Imprime, sin ningún cambio, el fragmento de las reseñas de libros que comienza con "Celebración de insomnios" y sigue hasta "de los rostros.".

**Sección de texto:**
+ + + + +
El futuro no será de nadie,
Óscar de la Borbolla,
Plaza & Janés,
México, 2011.

Imposible no estar de acuerdo con lo que, se dice, postula el autor de esta novela tanto aquí como en sus libros anteriores: “que los asuntos más profundos y oscuros del pensamiento y de la vida no tienen por qué ser ajenos al gozo, a la claridad ni a la ironía”. Académico y narrador, De la Borbolla ha sabido moverse con soltura de uno a otro en ese par de mundos que, para otros, resultan irreconciliables, como queda manifiesto en esta “radiografía de la crisis de los amantes posmodernos”.



No duerme nadie por el cielo,
Felipe Varela,
Editorial Praxis,
México, 2011.

Celebración de insomnios y Mundanzas de mediosueño –así, con una ene de “mundo”– son los dos grandes apartados de este poemario que, rilkeanamente, pero también acorde con lo que Cocteau aconsejaba, busca en la noche ojos adentro, en la vigilia, las palabras para decir el mundo y entenderlo. La Celebración... se divide en treinta poemas, entre los cuales hablan el agua, la certeza, lo efímero, gatos, cuervos, ventanas rotas y otros insomnios; por su parte, las Mundanzas... hablan, en treinta partes, del día de los rostros.
+ + + + +
**Datos proporcionados:**
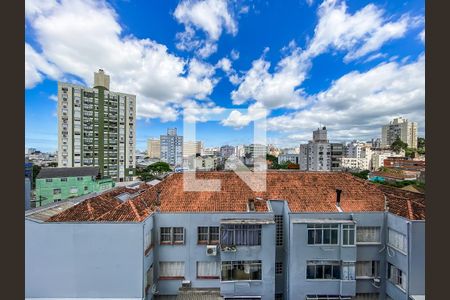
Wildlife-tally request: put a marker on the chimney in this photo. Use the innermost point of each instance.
(251, 205)
(338, 197)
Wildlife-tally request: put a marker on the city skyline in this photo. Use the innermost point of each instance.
(305, 66)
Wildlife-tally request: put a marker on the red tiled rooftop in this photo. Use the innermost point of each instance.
(304, 191)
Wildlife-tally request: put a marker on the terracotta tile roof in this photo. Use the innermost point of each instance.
(304, 191)
(404, 203)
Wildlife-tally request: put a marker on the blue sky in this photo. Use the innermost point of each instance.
(351, 65)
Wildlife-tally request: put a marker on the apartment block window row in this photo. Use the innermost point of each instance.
(323, 234)
(240, 235)
(396, 276)
(279, 229)
(327, 269)
(208, 235)
(208, 269)
(367, 269)
(241, 270)
(171, 270)
(368, 234)
(397, 240)
(172, 235)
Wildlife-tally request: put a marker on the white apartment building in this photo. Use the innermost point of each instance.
(154, 148)
(172, 147)
(316, 155)
(96, 127)
(402, 128)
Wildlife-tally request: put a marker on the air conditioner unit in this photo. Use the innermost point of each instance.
(211, 250)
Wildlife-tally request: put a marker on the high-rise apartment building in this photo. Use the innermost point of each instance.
(191, 148)
(154, 148)
(316, 155)
(172, 148)
(402, 128)
(96, 127)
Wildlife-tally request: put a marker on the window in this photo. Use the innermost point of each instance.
(208, 235)
(397, 276)
(366, 234)
(279, 268)
(397, 240)
(208, 269)
(348, 235)
(148, 239)
(149, 279)
(171, 235)
(348, 271)
(279, 229)
(241, 270)
(171, 270)
(317, 269)
(323, 234)
(240, 235)
(367, 269)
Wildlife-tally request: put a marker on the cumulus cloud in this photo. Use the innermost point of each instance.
(209, 16)
(361, 33)
(277, 89)
(358, 104)
(240, 118)
(78, 37)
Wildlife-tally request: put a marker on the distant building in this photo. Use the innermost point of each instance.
(191, 148)
(154, 148)
(227, 151)
(316, 155)
(96, 127)
(399, 128)
(57, 184)
(293, 158)
(172, 148)
(337, 153)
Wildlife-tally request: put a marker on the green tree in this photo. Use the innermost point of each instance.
(398, 145)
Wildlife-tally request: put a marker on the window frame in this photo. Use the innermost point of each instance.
(315, 227)
(209, 234)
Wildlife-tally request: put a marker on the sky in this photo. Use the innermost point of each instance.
(349, 65)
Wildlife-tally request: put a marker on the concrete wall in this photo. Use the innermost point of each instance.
(191, 252)
(83, 260)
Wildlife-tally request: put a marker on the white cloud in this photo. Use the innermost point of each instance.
(238, 119)
(360, 33)
(277, 89)
(78, 37)
(210, 16)
(357, 104)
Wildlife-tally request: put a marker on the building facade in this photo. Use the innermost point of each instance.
(96, 127)
(316, 155)
(172, 148)
(154, 148)
(355, 247)
(57, 184)
(399, 128)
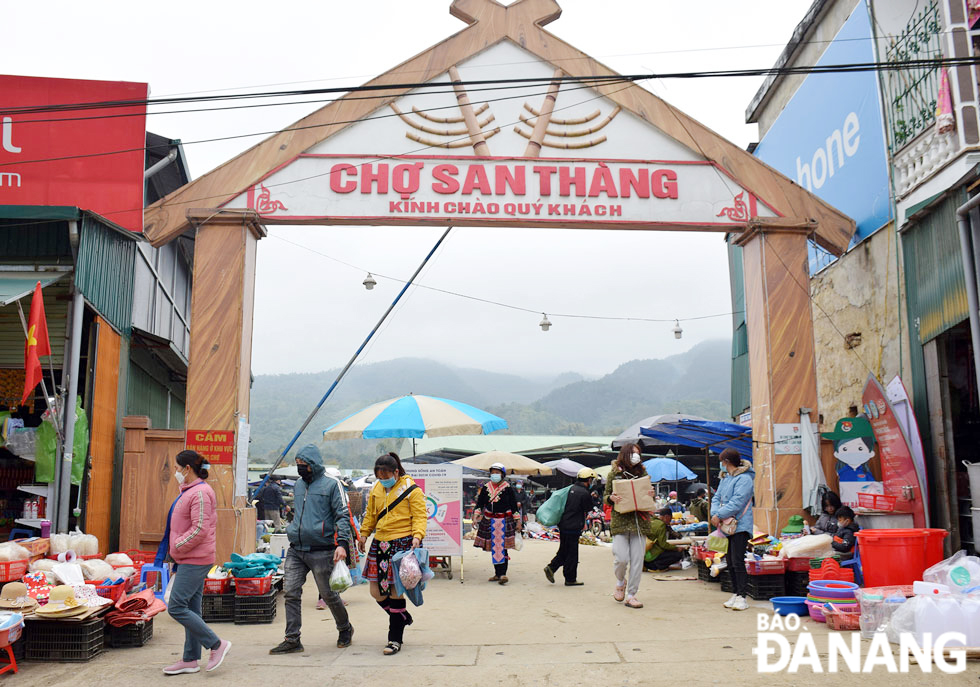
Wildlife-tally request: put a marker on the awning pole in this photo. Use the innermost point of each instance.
(350, 362)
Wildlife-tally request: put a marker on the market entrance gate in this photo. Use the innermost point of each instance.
(575, 148)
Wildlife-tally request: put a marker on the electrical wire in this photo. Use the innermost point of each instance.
(501, 304)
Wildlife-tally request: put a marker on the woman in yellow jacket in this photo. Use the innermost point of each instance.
(396, 514)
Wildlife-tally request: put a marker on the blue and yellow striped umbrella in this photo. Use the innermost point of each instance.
(413, 417)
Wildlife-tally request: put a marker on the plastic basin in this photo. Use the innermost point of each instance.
(784, 605)
(899, 557)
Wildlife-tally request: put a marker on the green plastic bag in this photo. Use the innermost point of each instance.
(551, 510)
(79, 449)
(45, 448)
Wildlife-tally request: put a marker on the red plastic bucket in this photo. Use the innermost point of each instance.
(898, 557)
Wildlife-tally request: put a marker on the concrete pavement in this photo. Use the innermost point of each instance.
(528, 632)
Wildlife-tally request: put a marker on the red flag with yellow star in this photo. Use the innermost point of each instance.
(37, 344)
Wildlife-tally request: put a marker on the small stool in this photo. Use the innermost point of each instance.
(164, 576)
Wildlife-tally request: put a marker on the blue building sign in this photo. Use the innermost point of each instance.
(830, 136)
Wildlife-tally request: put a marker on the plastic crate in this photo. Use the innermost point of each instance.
(764, 587)
(796, 583)
(11, 571)
(217, 586)
(841, 619)
(253, 586)
(218, 608)
(704, 574)
(797, 564)
(127, 636)
(251, 610)
(64, 641)
(766, 567)
(877, 502)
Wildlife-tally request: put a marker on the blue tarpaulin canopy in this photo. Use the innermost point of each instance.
(667, 469)
(709, 434)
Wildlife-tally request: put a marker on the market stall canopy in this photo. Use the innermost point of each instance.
(667, 470)
(634, 436)
(15, 284)
(565, 466)
(715, 436)
(415, 417)
(514, 463)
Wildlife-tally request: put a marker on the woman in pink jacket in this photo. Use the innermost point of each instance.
(190, 532)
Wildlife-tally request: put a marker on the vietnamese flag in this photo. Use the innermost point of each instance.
(37, 344)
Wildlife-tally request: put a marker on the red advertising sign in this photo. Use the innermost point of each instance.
(89, 158)
(217, 446)
(898, 469)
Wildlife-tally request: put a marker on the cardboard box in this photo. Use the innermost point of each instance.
(635, 493)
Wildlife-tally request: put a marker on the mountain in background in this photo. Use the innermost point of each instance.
(697, 382)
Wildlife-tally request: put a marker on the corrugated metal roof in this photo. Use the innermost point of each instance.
(934, 280)
(511, 443)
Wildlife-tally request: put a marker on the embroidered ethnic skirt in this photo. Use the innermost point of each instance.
(378, 567)
(496, 534)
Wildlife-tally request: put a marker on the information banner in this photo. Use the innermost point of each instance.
(216, 446)
(443, 488)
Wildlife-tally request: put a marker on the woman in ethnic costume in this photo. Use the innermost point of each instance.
(499, 520)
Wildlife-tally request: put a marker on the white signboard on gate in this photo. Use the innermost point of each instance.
(443, 488)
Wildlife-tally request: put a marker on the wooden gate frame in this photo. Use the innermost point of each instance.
(778, 313)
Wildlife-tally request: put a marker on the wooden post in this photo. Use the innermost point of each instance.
(219, 371)
(781, 359)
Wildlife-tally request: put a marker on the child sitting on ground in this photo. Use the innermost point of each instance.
(844, 538)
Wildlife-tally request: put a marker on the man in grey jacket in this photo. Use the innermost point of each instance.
(319, 536)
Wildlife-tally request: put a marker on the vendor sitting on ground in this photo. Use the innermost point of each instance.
(844, 538)
(699, 506)
(661, 554)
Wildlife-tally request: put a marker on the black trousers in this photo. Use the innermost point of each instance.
(737, 544)
(567, 556)
(664, 560)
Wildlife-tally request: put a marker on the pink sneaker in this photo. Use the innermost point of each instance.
(218, 655)
(182, 667)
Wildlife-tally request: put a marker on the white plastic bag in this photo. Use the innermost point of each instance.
(340, 578)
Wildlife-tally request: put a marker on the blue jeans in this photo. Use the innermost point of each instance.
(299, 564)
(185, 608)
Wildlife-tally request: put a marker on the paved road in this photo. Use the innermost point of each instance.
(474, 634)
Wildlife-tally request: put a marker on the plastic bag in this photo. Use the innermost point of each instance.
(959, 572)
(340, 578)
(809, 546)
(550, 512)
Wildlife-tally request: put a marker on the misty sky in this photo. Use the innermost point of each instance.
(311, 311)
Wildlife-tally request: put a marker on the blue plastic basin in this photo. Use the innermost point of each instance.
(784, 605)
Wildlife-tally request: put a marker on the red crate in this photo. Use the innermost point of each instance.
(252, 586)
(217, 586)
(797, 565)
(11, 571)
(766, 567)
(113, 592)
(877, 502)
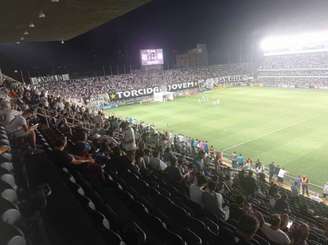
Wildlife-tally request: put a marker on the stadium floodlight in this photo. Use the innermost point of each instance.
(42, 15)
(297, 43)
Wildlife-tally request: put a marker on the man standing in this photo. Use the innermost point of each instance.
(272, 168)
(281, 175)
(325, 190)
(305, 185)
(19, 129)
(129, 140)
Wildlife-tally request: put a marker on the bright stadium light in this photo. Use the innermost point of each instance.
(298, 43)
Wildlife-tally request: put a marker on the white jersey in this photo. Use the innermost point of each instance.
(129, 139)
(282, 173)
(6, 116)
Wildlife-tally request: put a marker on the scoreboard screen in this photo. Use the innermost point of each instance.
(151, 57)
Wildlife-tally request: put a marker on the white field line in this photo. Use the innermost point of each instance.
(264, 135)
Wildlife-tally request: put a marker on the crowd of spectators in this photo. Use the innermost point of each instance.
(304, 70)
(238, 197)
(88, 89)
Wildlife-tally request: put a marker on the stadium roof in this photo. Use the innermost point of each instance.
(51, 20)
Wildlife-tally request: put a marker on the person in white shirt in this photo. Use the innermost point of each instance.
(196, 189)
(156, 163)
(281, 175)
(129, 139)
(325, 190)
(18, 128)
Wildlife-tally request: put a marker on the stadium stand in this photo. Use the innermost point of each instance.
(301, 70)
(86, 90)
(88, 179)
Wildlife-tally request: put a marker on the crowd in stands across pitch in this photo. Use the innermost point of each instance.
(141, 186)
(87, 89)
(304, 70)
(296, 61)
+ + + + +
**Resultado esperado:**
Celebración de insomnios y Mundanzas de mediosueño –así, con una ene de “mundo”– son los dos grandes apartados de este poemario que, rilkeanamente, pero también acorde con lo que Cocteau aconsejaba, busca en la noche ojos adentro, en la vigilia, las palabras para decir el mundo y entenderlo. La Celebración... se divide en treinta poemas, entre los cuales hablan el agua, la certeza, lo efímero, gatos, cuervos, ventanas rotas y otros insomnios; por su parte, las Mundanzas... hablan, en treinta partes, del día de los rostros.